◆ **What is being asked**
Repeat each entry word for word. Leave any images out of the copy.
--- START Listed entries ---
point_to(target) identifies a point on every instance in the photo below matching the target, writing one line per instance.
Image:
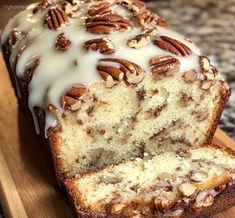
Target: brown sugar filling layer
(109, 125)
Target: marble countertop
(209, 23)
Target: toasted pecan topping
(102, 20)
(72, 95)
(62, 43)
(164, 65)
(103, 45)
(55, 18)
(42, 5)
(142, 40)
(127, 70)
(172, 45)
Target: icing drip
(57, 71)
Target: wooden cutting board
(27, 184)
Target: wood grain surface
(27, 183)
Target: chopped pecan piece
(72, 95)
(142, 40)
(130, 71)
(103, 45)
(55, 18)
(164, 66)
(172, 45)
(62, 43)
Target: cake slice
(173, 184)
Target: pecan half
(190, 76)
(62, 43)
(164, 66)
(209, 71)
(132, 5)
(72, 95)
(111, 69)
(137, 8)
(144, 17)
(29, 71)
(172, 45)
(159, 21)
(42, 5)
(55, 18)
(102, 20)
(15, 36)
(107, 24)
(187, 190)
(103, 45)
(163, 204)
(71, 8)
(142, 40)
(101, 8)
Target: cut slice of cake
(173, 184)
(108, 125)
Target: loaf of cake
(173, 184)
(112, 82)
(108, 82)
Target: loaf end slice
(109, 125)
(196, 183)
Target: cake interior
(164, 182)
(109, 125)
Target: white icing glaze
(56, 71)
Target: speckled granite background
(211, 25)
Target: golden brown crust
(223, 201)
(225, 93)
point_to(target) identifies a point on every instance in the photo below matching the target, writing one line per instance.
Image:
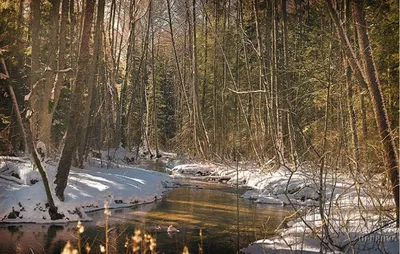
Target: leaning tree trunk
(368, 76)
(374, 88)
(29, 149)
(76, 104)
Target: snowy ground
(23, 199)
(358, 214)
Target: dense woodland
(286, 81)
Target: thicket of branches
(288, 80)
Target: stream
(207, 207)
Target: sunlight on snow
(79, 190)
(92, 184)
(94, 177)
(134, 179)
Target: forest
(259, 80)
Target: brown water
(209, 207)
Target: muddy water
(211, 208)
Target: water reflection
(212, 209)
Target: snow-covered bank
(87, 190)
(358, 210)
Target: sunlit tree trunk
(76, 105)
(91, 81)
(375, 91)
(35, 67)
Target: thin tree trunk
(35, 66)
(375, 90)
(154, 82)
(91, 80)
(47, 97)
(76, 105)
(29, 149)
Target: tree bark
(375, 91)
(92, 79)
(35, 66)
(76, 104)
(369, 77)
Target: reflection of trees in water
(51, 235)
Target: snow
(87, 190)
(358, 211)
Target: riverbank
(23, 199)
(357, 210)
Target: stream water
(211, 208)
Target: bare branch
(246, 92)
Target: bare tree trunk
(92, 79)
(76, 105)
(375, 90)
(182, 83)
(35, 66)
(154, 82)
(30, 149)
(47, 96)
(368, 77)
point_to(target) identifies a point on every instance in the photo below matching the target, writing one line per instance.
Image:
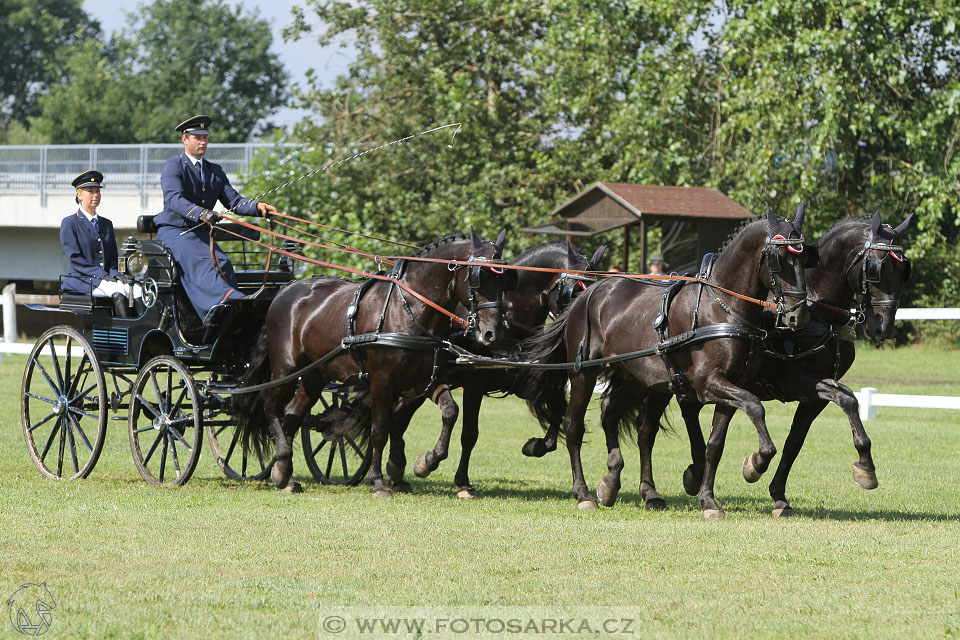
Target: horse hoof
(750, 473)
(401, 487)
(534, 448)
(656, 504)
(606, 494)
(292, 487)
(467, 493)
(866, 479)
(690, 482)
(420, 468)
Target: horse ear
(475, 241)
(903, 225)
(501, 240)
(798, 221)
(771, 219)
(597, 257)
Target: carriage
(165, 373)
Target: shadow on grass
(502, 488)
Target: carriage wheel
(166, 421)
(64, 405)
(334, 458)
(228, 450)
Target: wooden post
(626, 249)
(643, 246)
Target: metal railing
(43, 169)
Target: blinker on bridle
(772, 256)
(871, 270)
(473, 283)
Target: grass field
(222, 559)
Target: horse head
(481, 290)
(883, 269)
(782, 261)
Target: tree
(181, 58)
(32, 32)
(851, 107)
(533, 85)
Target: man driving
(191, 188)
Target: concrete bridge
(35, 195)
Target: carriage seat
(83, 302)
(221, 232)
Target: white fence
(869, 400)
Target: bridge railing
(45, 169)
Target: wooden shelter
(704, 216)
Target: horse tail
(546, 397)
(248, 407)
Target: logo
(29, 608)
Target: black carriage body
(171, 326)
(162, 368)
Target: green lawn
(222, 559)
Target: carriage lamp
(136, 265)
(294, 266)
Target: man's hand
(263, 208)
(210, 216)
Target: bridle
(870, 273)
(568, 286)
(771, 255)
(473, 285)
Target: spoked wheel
--- END Listed entries ---
◆ **Solution**
point_to(target) identifies a point on every instance in the photo below matching the target, writing one line per instance.
Image:
Target: brown sugar filling layer
(109, 125)
Target: marble countertop
(209, 23)
Target: toasted pecan topping
(102, 20)
(72, 95)
(62, 43)
(164, 65)
(103, 45)
(55, 18)
(42, 5)
(142, 40)
(127, 70)
(172, 45)
Target: icing drip
(57, 71)
Target: wooden cutting board
(27, 184)
Target: wood grain surface
(27, 183)
Target: chopped pecan piece
(72, 95)
(142, 40)
(130, 71)
(103, 45)
(55, 18)
(164, 66)
(172, 45)
(62, 43)
Target: cake slice
(173, 184)
Target: pecan half
(190, 76)
(62, 43)
(164, 66)
(209, 71)
(132, 5)
(72, 95)
(111, 69)
(137, 8)
(144, 17)
(29, 71)
(172, 45)
(159, 21)
(42, 5)
(55, 18)
(102, 20)
(15, 36)
(107, 24)
(187, 190)
(103, 45)
(163, 204)
(71, 8)
(142, 40)
(101, 8)
Target: cut slice of cake
(173, 184)
(108, 125)
Target: loaf of cake
(173, 184)
(112, 82)
(108, 82)
Target: loaf end slice
(109, 125)
(196, 183)
Target: cake interior
(164, 182)
(109, 125)
Target: white icing glaze
(56, 71)
Target: speckled granite background
(211, 25)
Target: golden brown crust
(223, 201)
(225, 93)
point_to(target) identifies a point on every instance in the photo below matching the target, writing one line per instance.
Image:
Target: leaning tree trunk
(368, 76)
(374, 88)
(29, 149)
(76, 104)
Target: snowy ground
(23, 199)
(358, 214)
Target: dense woodland
(286, 81)
Target: thicket of branches
(288, 80)
Target: stream
(207, 207)
Target: sunlight on snow
(79, 190)
(92, 184)
(94, 177)
(134, 179)
Target: forest
(259, 80)
Target: brown water
(209, 207)
Target: muddy water
(211, 208)
Target: water reflection
(212, 209)
Target: snow-covered bank
(87, 190)
(358, 210)
Target: sunlit tree trunk
(76, 105)
(91, 81)
(375, 91)
(35, 67)
Target: thin tree trunk
(35, 66)
(375, 90)
(154, 82)
(91, 80)
(47, 97)
(76, 105)
(29, 149)
Target: tree bark
(375, 91)
(92, 79)
(35, 66)
(76, 104)
(369, 77)
Target: reflection of trees in water
(51, 235)
Target: snow
(87, 190)
(358, 211)
Target: riverbank
(23, 199)
(357, 210)
Target: stream water
(211, 208)
Target: bare branch
(246, 92)
Target: bare tree trunk
(92, 79)
(76, 105)
(375, 90)
(182, 83)
(35, 66)
(154, 82)
(30, 149)
(47, 96)
(368, 77)
point_to(target) identifies a point on every instance in the photo below matching the target, writing one line per instance.
Image:
Target: horse hoof
(750, 473)
(401, 487)
(534, 448)
(656, 504)
(606, 494)
(292, 487)
(467, 493)
(866, 479)
(690, 482)
(420, 468)
Target: horse ear
(475, 241)
(903, 225)
(501, 240)
(798, 221)
(771, 219)
(597, 257)
Target: carriage
(165, 373)
Target: shadow on grass
(502, 488)
Target: carriage wheel
(166, 421)
(64, 405)
(334, 458)
(228, 450)
Target: wooden post
(626, 249)
(643, 246)
Target: metal railing
(43, 169)
Target: blinker on bridle
(772, 256)
(871, 270)
(473, 283)
Target: grass field
(222, 559)
Target: horse head
(481, 290)
(883, 269)
(782, 261)
Target: tree
(181, 58)
(32, 32)
(851, 107)
(533, 85)
Target: man driving
(191, 188)
Target: concrete bridge
(35, 195)
Target: carriage seat
(83, 302)
(221, 232)
Target: white fence
(869, 400)
Target: bridge railing
(45, 169)
Target: wooden shelter
(704, 216)
Target: horse tail
(546, 397)
(248, 407)
Target: logo
(29, 608)
Target: black carriage body
(171, 326)
(162, 368)
Target: green lawn
(222, 559)
Target: carriage lamp
(136, 265)
(294, 266)
Target: man's hand
(263, 208)
(210, 216)
Target: bridle
(870, 273)
(568, 286)
(771, 255)
(473, 285)
Target: spoked wheel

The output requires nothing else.